→ **What this task involves**: Copy out every row below, changing each "sitting on the object" to "placed on the object" and leaving everything else as it is. Omit the pictures.

→ **Record extracts**:
::::::

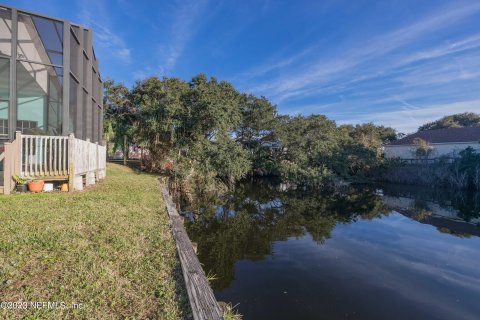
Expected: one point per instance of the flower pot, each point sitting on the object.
(36, 186)
(47, 187)
(22, 188)
(64, 187)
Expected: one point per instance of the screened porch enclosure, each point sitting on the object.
(51, 117)
(49, 79)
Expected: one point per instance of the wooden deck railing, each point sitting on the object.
(43, 156)
(53, 158)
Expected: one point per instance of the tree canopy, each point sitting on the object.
(205, 131)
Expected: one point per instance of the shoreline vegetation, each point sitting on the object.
(205, 136)
(110, 250)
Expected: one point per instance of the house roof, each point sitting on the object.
(467, 134)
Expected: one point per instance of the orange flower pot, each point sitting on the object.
(36, 186)
(64, 187)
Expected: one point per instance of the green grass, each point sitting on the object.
(109, 248)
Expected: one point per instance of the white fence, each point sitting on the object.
(54, 158)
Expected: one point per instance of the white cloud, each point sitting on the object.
(408, 119)
(364, 61)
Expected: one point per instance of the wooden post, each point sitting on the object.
(7, 169)
(125, 150)
(18, 153)
(97, 162)
(71, 161)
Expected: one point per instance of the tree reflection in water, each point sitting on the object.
(244, 223)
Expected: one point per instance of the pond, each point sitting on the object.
(368, 252)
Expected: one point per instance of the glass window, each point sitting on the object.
(4, 96)
(85, 122)
(3, 119)
(39, 98)
(72, 106)
(94, 84)
(4, 79)
(74, 55)
(5, 32)
(86, 42)
(40, 39)
(85, 71)
(76, 30)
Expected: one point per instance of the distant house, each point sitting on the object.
(441, 142)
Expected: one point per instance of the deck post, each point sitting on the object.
(18, 153)
(7, 167)
(71, 162)
(97, 163)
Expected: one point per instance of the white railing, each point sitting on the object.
(53, 158)
(43, 156)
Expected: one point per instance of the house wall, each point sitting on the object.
(439, 149)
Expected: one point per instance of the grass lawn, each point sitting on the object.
(109, 249)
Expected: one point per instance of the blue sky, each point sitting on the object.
(396, 63)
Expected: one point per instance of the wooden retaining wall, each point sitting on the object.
(202, 301)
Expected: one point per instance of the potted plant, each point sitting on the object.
(35, 185)
(21, 183)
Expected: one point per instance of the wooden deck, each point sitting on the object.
(52, 158)
(202, 300)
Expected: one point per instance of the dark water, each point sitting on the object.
(384, 252)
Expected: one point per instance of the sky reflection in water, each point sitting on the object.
(388, 266)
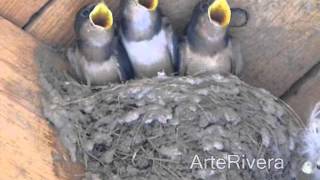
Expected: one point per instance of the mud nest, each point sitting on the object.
(153, 128)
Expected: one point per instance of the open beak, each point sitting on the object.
(219, 11)
(101, 16)
(149, 4)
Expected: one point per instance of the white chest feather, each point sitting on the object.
(149, 57)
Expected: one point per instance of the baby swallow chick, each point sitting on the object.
(148, 38)
(98, 57)
(207, 46)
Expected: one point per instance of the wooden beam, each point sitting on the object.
(19, 12)
(280, 43)
(55, 25)
(29, 147)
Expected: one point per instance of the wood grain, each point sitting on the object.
(29, 149)
(19, 12)
(55, 25)
(280, 43)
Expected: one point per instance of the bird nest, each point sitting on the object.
(168, 127)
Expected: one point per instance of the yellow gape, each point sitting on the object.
(149, 4)
(220, 12)
(101, 16)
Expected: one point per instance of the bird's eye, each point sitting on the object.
(86, 13)
(204, 6)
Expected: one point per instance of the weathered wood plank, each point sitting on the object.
(305, 93)
(19, 12)
(29, 148)
(280, 43)
(55, 25)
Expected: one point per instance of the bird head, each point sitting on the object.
(219, 12)
(150, 5)
(101, 16)
(95, 23)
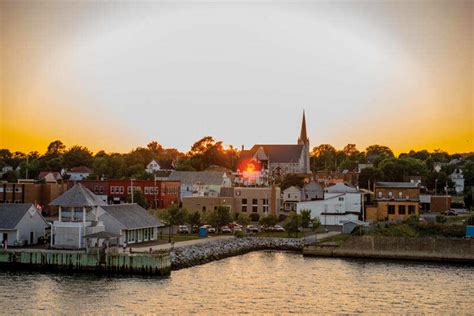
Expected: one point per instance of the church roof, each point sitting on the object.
(277, 153)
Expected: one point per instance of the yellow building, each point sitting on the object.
(394, 201)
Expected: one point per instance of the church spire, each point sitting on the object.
(303, 139)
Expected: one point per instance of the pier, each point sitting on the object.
(157, 263)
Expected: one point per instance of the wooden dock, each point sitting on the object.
(80, 261)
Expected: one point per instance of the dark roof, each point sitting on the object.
(77, 196)
(277, 153)
(102, 235)
(81, 169)
(11, 214)
(408, 185)
(131, 215)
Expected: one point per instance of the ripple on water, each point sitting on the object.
(258, 282)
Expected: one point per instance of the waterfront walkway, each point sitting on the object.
(206, 240)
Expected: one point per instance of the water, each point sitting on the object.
(259, 282)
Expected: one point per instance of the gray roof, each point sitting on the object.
(77, 196)
(11, 214)
(406, 185)
(277, 153)
(132, 216)
(342, 187)
(193, 177)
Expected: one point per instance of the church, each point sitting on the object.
(282, 159)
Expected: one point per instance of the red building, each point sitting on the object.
(163, 195)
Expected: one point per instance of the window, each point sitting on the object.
(391, 209)
(402, 210)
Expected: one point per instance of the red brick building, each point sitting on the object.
(116, 191)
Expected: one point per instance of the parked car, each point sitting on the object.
(226, 230)
(451, 213)
(237, 229)
(252, 229)
(278, 228)
(211, 230)
(183, 229)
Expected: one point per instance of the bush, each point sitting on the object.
(440, 219)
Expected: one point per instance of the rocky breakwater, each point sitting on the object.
(188, 256)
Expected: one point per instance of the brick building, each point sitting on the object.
(163, 195)
(394, 201)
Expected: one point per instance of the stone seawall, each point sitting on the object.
(403, 248)
(184, 257)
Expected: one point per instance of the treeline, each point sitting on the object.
(203, 154)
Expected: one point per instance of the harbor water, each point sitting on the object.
(258, 282)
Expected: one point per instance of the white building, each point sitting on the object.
(458, 179)
(21, 223)
(77, 218)
(153, 167)
(129, 221)
(201, 183)
(79, 173)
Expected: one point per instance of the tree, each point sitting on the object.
(77, 156)
(194, 219)
(268, 221)
(243, 219)
(138, 198)
(305, 218)
(292, 224)
(368, 176)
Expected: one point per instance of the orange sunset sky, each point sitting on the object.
(115, 76)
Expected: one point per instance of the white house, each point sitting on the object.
(77, 217)
(152, 167)
(335, 209)
(129, 221)
(291, 196)
(458, 179)
(200, 183)
(21, 223)
(79, 173)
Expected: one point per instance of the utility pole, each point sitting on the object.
(131, 187)
(155, 190)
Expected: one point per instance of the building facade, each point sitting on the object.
(394, 201)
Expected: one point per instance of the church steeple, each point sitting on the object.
(303, 139)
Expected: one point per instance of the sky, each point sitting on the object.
(117, 75)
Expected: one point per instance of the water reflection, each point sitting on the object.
(259, 282)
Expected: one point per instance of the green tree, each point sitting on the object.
(77, 156)
(138, 198)
(194, 219)
(243, 219)
(305, 218)
(292, 224)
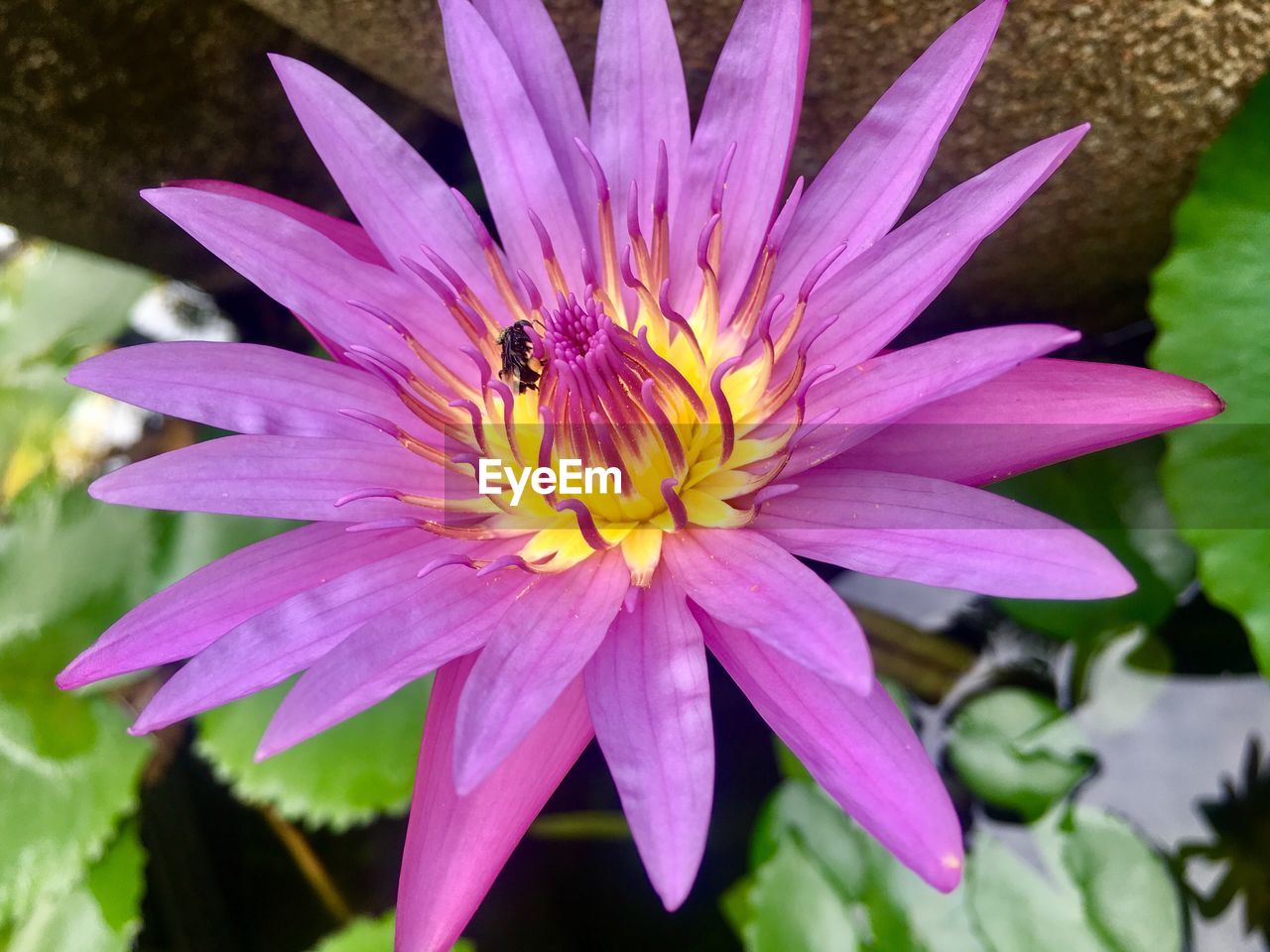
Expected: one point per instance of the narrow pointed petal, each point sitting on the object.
(349, 236)
(287, 638)
(516, 164)
(638, 100)
(539, 647)
(454, 846)
(939, 534)
(189, 616)
(281, 477)
(241, 388)
(531, 42)
(447, 615)
(1034, 416)
(747, 580)
(884, 389)
(305, 271)
(649, 698)
(878, 295)
(860, 193)
(858, 748)
(397, 195)
(754, 98)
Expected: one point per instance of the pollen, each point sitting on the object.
(697, 409)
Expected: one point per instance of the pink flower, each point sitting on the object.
(674, 317)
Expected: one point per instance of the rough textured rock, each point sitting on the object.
(1159, 79)
(100, 99)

::::::

→ **Full answer**:
Expected: one point per instance of the flower pot, each point placed on the object.
(36, 186)
(47, 187)
(22, 188)
(64, 187)
Expected: one point per instance of the screened porch enclosure, each point placed on the object.
(51, 117)
(49, 79)
Expected: one point per instance of the wooden deck railing, each point placed on the object.
(43, 156)
(53, 158)
Expected: one point per instance of the tree canopy, each point placed on the object.
(205, 131)
Expected: one point per instance of the shoreline vegetation, each point placed on the object.
(205, 136)
(110, 250)
Expected: one point per instance of the house roof, each point placed on the object.
(467, 134)
Expected: one point per instance of the orange flower pot, each point placed on the object.
(36, 186)
(64, 187)
Expected: one point per instance of the green grass, each point placed on the object.
(109, 248)
Expected: one point per instance of the white fence, each point placed on the object.
(54, 158)
Expected: one point per instance of the white cloud, each point placed on the object.
(408, 119)
(364, 61)
Expected: one point per instance of the wooden post, each point placed on the object.
(7, 169)
(125, 150)
(18, 153)
(97, 162)
(71, 161)
Expected: one point per instance of the tree reflection in water, each point placed on the object.
(244, 223)
Expected: one point per instance of the pond, each point placed on the object.
(368, 252)
Expected: one point per instance of the glass window, each point placed on the object.
(4, 96)
(85, 122)
(3, 119)
(39, 98)
(72, 106)
(94, 84)
(4, 79)
(74, 55)
(5, 32)
(86, 42)
(40, 39)
(85, 71)
(76, 30)
Expected: one point per instance of the distant house, each point placed on the object.
(441, 142)
Expected: one point per instance of the deck post, each point placed on the object.
(18, 153)
(7, 167)
(71, 162)
(97, 163)
Expected: one point per instance of the white railing, each point placed on the object.
(53, 158)
(43, 156)
Expected: one point per instance of the house wall, each point placed on the object.
(439, 149)
Expected: one point per instance of the grass lawn, each point placed on the object.
(109, 249)
Expected: one point per instance of the blue sky, each point placed on the object.
(396, 63)
Expected: one point per instance of the wooden retaining wall, each point placed on the object.
(202, 301)
Expected: one point per instance of the potted plant, each point placed on the object.
(35, 185)
(21, 183)
Expected: one point per instance of the wooden deck, each point placed on the object.
(52, 158)
(202, 300)
Expected: one point per instance of the dark water, each point placed on the object.
(384, 252)
Expected: one point per instance of the sky reflection in water, each point placed on the object.
(388, 266)
Expected: one point per instance of the mud nest, each point placed on the object.
(153, 128)
Expected: one point per instance of the open beak, each point placed on the object.
(219, 11)
(101, 16)
(149, 4)
Expected: one point per instance of the white chest feather, each point placed on the object.
(149, 57)
Expected: one point per instance of the baby swallow chick, each point placed on the object.
(148, 38)
(98, 57)
(207, 46)
Expected: one point per instance of the wooden beam, each point placed on the object.
(19, 12)
(280, 43)
(55, 25)
(29, 147)
Expected: one point per instance of the wood grain, each point placed on the object.
(29, 149)
(19, 12)
(55, 25)
(280, 43)
Expected: one point per instance of the bird nest, each point placed on the object.
(168, 127)
Expected: one point per instance of the yellow gape, each point placed on the object.
(149, 4)
(220, 12)
(101, 16)
Expected: one point per instance of the bird's eye, each point placed on the object.
(86, 13)
(204, 6)
Expected: one point per instance of the weathered wood plank, each point placed on the object.
(305, 93)
(19, 12)
(29, 148)
(280, 43)
(55, 25)
Expected: one point per instance of the bird head, each point placed on the object.
(219, 12)
(150, 5)
(101, 16)
(95, 23)
Expected: one point per instance of the church roof, each point placed on the object.
(277, 153)
Expected: one point per instance of the yellow building, each point placed on the object.
(394, 201)
Expected: one point per instance of the church spire, each point placed on the object.
(303, 139)
Expected: one point per instance of the pier, each point placed on the object.
(157, 263)
Expected: one point per instance of the wooden dock, each point placed on the object.
(80, 261)
Expected: one point per instance of the dark roof, each point placed on the object.
(77, 196)
(277, 153)
(102, 235)
(81, 169)
(11, 214)
(408, 185)
(131, 215)
Expected: one point per instance of the ripple on water, each point placed on the object.
(258, 282)
Expected: one point per instance of the waterfront walkway, each point placed on the object.
(206, 240)
Expected: one point per instance of the water, each point placed on the object.
(259, 282)
Expected: one point per instance of the gray roof, each point placed on the object.
(77, 196)
(11, 214)
(406, 185)
(277, 153)
(132, 216)
(342, 187)
(193, 177)
Expected: one point per instance of the church, each point placed on the object.
(282, 159)
Expected: one point per instance of the red building, each point placed on the object.
(163, 195)
Expected: one point per instance of the window, each point placed on the object.
(391, 209)
(402, 210)
Expected: one point per instance of the red brick building, each point placed on the object.
(116, 191)
Expected: one point per instance of the parked car, each point placed on the object.
(226, 230)
(451, 213)
(237, 229)
(252, 229)
(278, 228)
(211, 230)
(183, 229)
Expected: one point per instance of the bush, each point placed on the object.
(440, 219)
Expected: one point per instance of the rocky breakwater, each point placed on the object.
(188, 256)
Expected: one point per instance of the brick building, each point placed on the object.
(163, 195)
(394, 201)
Expected: one point per instance of the stone seawall, each point placed on the object.
(403, 248)
(184, 257)
Expected: one point per instance of the treeline, each point placed on the object.
(203, 154)
Expected: one point per instance of the harbor water, each point placed on the object.
(258, 282)
Expected: one point per instance of the white building, each point placed on the object.
(458, 179)
(21, 223)
(77, 218)
(153, 167)
(129, 221)
(201, 183)
(79, 173)
Expected: one point per instance of the tree, each point placed on the object.
(77, 156)
(194, 219)
(268, 221)
(243, 219)
(138, 198)
(305, 218)
(292, 224)
(368, 176)
Expected: one point per instance of the orange sunset sky, each point placed on the object.
(115, 76)
Expected: one point per instance of the white house, each point placed on the object.
(77, 217)
(152, 167)
(335, 209)
(129, 221)
(291, 196)
(458, 179)
(200, 183)
(21, 223)
(79, 173)
Expected: one point per instance of the utility pole, each point placed on the object.
(131, 187)
(155, 190)
Expected: one point per instance of the building facade, each point placed on the object.
(394, 201)
Expected: one point per instance of the church steeple, each point placed on the object.
(303, 139)
Expected: one point per instance of the sky, each point placed on the object.
(117, 75)
Expected: one point per instance of the water reflection, each point placed on the object.
(259, 282)
Expected: one point per instance of the green tree, each point placed on the object.
(77, 156)
(138, 198)
(194, 219)
(243, 219)
(305, 218)
(292, 224)
Expected: one point per instance of the narrow pointed petal, each point placed on the object.
(349, 236)
(287, 638)
(516, 164)
(638, 100)
(539, 647)
(454, 846)
(939, 534)
(189, 616)
(281, 477)
(241, 388)
(531, 42)
(447, 615)
(1034, 416)
(747, 580)
(884, 389)
(305, 271)
(649, 698)
(878, 295)
(860, 193)
(858, 748)
(397, 195)
(754, 98)
Expected: one point per instance of the pollen, each point placed on the object.
(697, 409)
Expected: one point per instance of the pink flower, each point placed on the object.
(674, 317)
Expected: one point per instance of the rough textured rock, each point placed on the object.
(1159, 79)
(100, 99)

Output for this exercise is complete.